(Collection entries)
····················

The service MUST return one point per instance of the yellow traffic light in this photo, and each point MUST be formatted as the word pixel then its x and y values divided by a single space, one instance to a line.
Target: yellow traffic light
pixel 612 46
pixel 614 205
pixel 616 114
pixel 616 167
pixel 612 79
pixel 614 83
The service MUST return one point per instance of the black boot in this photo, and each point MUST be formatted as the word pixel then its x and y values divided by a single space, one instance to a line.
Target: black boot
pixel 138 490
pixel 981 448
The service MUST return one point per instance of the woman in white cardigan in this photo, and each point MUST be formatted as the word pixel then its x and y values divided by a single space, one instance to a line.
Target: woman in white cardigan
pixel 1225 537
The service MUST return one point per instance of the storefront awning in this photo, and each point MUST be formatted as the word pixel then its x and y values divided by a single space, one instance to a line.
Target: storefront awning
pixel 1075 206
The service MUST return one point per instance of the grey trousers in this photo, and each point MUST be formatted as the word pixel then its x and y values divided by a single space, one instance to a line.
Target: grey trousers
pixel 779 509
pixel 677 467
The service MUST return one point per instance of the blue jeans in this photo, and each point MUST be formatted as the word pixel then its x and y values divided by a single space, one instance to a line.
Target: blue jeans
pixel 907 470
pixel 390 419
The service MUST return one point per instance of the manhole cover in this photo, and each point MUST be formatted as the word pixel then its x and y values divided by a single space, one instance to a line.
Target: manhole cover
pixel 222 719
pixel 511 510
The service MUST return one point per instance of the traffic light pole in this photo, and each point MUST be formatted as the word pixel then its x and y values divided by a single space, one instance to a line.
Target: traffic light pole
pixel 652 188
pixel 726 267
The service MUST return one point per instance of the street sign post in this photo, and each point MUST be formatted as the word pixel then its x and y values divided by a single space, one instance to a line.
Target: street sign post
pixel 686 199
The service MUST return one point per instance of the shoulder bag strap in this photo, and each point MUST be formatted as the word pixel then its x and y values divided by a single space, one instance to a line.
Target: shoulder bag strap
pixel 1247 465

····················

Each record must be transcribed exactly, with nothing left out.

The service MUST return one point per instance of the yellow traffic light in this photo, and each point MUST be formatted as the word pixel then its x and y values divided by a single space, one instance to a line.
Target: yellow traffic light
pixel 612 46
pixel 614 205
pixel 616 114
pixel 616 167
pixel 612 79
pixel 614 83
The service MUST return one point per instance of the black boot in this photo, and each point MUST be formatted as the word pixel then its x and y values divided by a single space, one instance to a line.
Target: black boot
pixel 138 490
pixel 981 448
The service MUST return one point per instance of the woman in white cardigan in this photo, and each point MUST be formatted as the word pixel then its x and y values divided by a single space, one instance to a line.
Target: woman in white cardigan
pixel 1225 537
The service MUST return one point per instance of the storefront awning in this photo, and each point MUST be formatted as the word pixel then its x and y values divided by a single space, one instance to a line.
Target: storefront awning
pixel 1075 206
The service MUST return one point per instance of the grey trousers in this photo, and each point MUST be formatted as the word pixel then its x and y values divided by a single space, one instance to a line.
Target: grey trousers
pixel 779 509
pixel 677 467
The service MUST return one point per instance of the blue jeans in this photo, and each point MUST be formatted as the word pixel then its x and y values divided by a single space, one instance to a line.
Target: blue jeans
pixel 907 470
pixel 390 419
The service MUST return one point per instance of the manhole cover in this photo, and each point MUST be formatted as the word pixel then its x and y values divided by a single space, one instance to a line.
Target: manhole cover
pixel 222 719
pixel 511 510
The service MUST return one point per instance of the traffic light pole in this photo, and each point MUST be formatted as the word pixel then its x and y values divided by a single space, one instance to a line.
Target: traffic light pole
pixel 652 188
pixel 726 267
The service MUST return one point per instance of the street sign post in this photo, and each point MUST be formatted as the word pixel then its x and y values divided by a single space, one instance to a line.
Target: street sign post
pixel 686 199
The service MUST return one point per instance of the shoulder bag strap in this photo, and each point MUST be formatted as the word pixel then its x and y values divided by a single space, one instance to a line.
Target: shoulder bag strap
pixel 1247 465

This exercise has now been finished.